» Exercise inputs

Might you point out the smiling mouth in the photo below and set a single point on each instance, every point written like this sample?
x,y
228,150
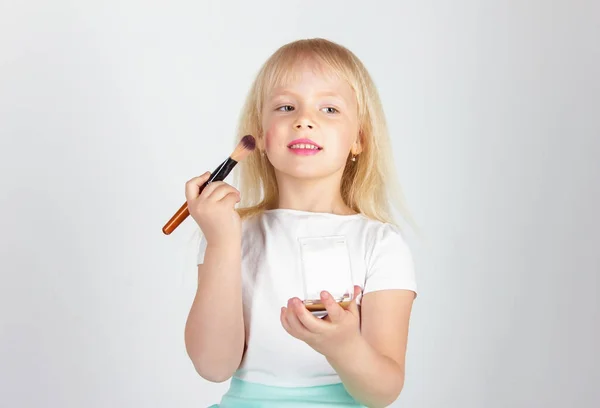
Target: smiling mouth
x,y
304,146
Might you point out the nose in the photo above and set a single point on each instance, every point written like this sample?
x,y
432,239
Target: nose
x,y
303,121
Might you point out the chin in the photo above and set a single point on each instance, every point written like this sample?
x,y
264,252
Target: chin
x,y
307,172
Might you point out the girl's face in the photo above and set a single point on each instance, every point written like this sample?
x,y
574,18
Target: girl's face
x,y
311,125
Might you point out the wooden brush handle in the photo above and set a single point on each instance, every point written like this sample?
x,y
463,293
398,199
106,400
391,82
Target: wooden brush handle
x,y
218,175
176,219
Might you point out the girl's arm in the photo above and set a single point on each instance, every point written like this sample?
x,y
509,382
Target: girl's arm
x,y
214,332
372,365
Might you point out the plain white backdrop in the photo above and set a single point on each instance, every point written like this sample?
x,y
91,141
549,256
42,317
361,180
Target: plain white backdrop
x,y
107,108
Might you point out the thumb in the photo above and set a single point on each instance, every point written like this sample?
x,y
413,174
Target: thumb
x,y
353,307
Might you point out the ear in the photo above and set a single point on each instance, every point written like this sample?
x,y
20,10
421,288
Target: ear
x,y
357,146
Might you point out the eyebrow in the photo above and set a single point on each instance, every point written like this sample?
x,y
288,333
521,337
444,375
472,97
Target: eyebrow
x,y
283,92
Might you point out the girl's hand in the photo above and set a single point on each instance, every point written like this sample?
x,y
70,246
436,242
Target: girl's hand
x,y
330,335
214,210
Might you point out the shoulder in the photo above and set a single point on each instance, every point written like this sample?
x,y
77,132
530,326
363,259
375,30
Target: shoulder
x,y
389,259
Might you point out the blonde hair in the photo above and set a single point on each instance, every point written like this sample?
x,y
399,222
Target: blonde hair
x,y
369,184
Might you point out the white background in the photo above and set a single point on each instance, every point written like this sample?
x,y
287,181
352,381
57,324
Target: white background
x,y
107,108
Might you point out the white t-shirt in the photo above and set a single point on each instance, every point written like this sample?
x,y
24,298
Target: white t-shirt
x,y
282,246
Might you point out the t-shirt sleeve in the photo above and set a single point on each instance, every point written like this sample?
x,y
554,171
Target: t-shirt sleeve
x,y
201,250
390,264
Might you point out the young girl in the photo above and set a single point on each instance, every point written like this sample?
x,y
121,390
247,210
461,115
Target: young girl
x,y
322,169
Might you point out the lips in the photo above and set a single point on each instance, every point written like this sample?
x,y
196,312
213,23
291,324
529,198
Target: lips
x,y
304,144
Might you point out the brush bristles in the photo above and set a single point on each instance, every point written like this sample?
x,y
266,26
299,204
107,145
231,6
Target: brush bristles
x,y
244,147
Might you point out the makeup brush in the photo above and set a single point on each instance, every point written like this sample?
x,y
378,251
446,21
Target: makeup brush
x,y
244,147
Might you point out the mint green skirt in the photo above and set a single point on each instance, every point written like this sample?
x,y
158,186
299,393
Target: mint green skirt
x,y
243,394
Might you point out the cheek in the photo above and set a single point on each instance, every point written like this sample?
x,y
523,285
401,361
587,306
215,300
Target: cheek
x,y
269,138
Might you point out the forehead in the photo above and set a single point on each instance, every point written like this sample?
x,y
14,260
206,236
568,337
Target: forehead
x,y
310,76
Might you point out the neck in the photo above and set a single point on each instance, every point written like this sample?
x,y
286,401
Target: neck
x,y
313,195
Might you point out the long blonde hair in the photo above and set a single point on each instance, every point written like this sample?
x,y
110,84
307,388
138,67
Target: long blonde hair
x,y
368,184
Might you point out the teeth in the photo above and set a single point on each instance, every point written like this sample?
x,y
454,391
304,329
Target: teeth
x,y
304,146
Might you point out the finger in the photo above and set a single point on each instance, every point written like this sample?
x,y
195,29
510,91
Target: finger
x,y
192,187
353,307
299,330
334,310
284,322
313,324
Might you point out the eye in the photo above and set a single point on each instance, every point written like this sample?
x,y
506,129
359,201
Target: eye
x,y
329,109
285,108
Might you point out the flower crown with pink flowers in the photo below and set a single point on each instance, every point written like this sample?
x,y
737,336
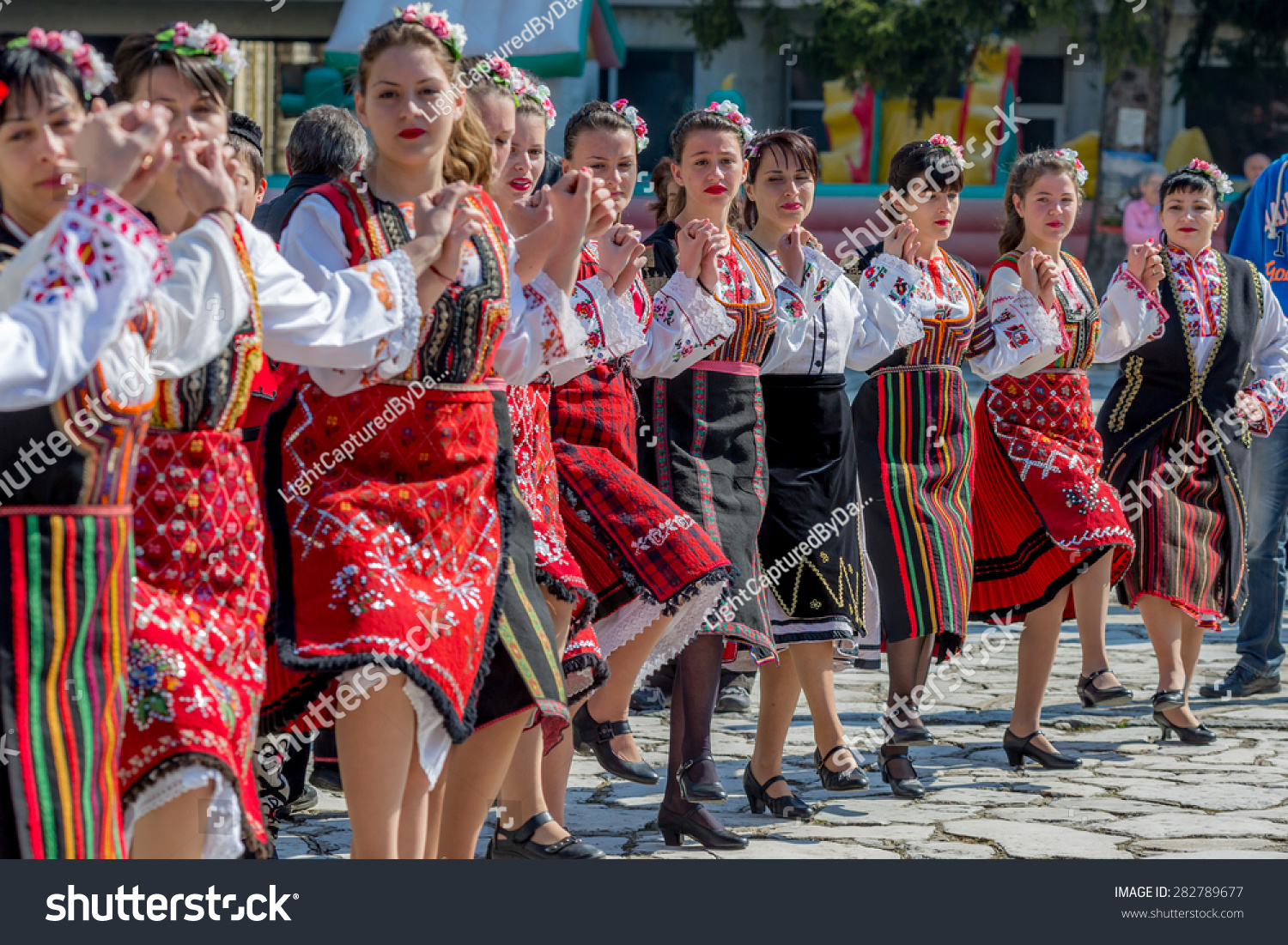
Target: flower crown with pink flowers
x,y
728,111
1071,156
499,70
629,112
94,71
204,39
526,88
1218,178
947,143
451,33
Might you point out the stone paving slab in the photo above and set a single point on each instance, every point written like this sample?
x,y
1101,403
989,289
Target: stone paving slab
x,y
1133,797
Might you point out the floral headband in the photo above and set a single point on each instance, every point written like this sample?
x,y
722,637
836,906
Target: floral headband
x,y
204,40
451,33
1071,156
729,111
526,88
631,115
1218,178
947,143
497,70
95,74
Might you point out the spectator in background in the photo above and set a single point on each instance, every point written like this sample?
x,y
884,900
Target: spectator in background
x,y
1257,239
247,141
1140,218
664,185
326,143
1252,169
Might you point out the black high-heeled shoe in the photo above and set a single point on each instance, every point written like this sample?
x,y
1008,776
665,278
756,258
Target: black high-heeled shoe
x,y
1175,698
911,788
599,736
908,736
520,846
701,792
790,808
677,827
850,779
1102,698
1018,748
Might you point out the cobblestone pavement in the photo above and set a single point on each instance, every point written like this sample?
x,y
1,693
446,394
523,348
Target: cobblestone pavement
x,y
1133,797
---
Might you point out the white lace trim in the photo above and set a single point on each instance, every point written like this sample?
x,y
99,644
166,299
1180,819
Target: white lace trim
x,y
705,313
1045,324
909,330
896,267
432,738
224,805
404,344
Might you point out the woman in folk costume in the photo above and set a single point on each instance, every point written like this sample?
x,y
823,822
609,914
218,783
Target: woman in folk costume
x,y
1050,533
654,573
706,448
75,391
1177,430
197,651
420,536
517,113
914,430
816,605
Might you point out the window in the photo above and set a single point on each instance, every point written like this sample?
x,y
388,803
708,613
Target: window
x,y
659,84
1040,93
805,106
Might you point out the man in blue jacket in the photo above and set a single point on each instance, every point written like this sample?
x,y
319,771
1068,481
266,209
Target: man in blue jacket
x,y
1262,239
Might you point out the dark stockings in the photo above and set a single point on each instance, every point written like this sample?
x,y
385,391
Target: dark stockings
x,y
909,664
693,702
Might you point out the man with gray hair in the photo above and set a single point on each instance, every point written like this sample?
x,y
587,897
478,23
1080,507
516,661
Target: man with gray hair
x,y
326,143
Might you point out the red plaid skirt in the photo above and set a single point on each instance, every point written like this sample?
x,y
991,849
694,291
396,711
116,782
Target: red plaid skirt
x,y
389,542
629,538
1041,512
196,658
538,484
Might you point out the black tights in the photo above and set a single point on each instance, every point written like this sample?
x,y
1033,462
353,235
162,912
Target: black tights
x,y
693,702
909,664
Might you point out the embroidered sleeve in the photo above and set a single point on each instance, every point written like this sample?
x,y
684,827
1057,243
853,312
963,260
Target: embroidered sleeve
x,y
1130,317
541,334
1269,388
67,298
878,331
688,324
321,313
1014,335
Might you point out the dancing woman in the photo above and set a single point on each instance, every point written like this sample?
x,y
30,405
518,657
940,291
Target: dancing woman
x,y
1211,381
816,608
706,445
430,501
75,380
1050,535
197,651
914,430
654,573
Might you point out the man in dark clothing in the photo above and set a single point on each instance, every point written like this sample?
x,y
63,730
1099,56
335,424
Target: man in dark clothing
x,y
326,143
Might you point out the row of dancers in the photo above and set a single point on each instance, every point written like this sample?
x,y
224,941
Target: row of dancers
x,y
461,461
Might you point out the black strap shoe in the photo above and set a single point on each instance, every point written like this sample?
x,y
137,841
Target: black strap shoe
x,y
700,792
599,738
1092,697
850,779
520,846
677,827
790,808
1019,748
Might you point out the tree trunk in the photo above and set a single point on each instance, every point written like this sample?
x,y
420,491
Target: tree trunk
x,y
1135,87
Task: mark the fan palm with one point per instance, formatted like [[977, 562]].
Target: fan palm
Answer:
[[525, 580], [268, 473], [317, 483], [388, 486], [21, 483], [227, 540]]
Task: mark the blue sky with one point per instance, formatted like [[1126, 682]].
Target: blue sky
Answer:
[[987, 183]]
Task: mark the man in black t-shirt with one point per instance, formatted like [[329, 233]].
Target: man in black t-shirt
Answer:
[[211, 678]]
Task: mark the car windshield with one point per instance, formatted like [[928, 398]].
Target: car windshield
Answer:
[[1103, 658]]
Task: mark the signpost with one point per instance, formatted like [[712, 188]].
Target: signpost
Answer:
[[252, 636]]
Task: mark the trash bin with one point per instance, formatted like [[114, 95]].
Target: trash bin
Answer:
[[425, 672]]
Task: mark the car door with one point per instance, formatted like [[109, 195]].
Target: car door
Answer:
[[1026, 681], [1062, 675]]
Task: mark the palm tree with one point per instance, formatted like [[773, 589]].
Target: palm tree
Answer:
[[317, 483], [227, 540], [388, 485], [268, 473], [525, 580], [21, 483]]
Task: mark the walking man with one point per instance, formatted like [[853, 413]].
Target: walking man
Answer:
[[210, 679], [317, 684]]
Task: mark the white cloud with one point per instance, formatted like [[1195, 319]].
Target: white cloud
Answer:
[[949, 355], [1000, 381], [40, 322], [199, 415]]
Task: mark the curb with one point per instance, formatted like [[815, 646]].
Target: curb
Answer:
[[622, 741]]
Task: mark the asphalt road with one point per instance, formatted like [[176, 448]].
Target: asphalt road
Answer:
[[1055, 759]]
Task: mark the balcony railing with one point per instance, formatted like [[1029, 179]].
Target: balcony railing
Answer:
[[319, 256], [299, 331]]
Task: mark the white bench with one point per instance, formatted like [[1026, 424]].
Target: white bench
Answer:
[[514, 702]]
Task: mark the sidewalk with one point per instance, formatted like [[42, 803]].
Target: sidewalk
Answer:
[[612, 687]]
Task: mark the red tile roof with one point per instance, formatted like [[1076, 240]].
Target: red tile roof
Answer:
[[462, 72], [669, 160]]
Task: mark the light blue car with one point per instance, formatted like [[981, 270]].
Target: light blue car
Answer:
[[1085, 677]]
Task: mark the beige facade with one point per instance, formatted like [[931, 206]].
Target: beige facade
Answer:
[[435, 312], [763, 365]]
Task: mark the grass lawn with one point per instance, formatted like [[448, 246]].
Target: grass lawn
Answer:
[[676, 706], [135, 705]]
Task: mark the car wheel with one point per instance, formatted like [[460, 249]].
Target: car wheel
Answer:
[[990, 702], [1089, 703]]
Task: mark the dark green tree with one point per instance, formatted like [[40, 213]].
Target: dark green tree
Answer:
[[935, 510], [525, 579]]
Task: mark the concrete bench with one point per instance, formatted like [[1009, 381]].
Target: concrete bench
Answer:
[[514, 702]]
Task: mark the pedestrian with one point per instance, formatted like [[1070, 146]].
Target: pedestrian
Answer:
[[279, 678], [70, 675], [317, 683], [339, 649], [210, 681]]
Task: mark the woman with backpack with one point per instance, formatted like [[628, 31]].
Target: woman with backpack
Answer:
* * *
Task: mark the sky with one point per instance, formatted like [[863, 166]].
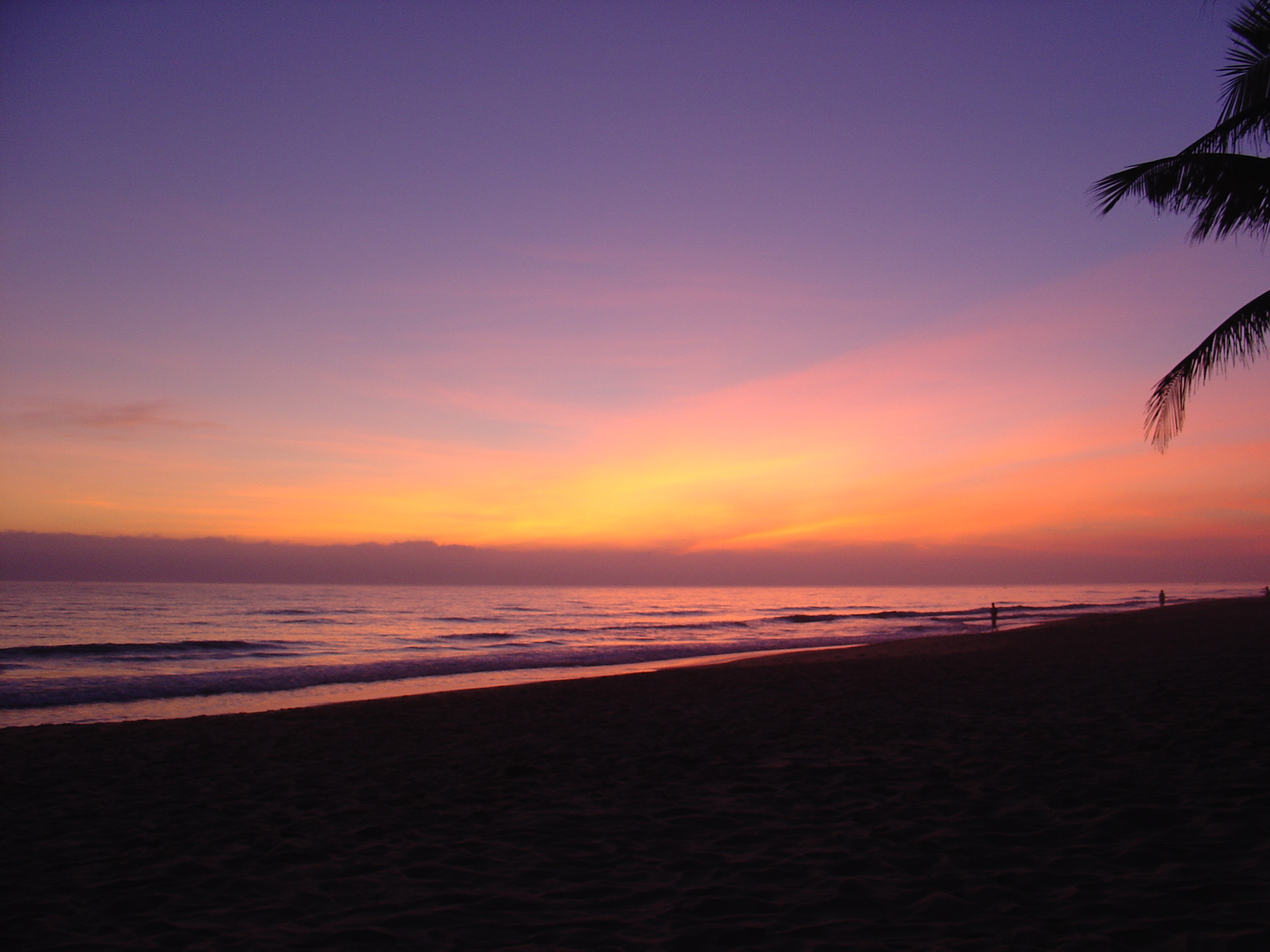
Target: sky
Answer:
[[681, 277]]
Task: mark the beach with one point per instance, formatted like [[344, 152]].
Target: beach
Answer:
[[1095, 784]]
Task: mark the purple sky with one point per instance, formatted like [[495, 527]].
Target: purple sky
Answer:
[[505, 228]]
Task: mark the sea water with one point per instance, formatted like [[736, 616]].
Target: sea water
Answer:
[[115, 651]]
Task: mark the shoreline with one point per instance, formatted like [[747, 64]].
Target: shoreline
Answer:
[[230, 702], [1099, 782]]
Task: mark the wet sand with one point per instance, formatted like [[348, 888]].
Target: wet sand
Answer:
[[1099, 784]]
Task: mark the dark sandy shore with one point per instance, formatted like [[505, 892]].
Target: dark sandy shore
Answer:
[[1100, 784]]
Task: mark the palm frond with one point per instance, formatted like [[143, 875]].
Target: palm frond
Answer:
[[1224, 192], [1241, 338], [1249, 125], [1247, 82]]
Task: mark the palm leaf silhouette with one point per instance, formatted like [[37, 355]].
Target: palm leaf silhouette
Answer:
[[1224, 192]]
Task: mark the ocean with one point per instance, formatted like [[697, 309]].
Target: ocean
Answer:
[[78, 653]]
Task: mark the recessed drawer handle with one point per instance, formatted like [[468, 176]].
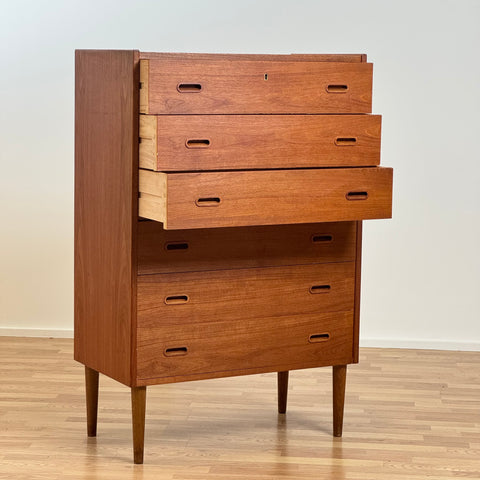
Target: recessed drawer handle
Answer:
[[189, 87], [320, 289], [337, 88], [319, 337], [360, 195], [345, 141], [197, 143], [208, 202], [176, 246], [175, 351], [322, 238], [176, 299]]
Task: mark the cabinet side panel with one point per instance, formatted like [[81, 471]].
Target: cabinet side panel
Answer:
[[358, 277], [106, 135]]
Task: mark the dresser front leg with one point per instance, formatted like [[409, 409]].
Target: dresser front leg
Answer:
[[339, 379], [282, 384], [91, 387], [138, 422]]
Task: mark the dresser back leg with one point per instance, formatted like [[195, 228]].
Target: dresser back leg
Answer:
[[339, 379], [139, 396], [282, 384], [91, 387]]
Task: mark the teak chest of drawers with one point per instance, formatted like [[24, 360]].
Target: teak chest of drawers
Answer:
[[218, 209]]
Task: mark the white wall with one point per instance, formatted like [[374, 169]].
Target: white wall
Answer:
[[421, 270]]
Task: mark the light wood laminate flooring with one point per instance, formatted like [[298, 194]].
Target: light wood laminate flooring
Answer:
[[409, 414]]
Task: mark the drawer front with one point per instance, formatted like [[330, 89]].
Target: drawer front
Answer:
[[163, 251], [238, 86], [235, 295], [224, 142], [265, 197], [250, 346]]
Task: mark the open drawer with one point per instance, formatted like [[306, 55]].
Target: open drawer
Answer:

» What is being asked
If a line in the records has the word "concrete", copy that line.

» Result of the exercise
Task: mark the concrete bench with one point per instance, formatted like [[1009, 381]].
Target: concrete bench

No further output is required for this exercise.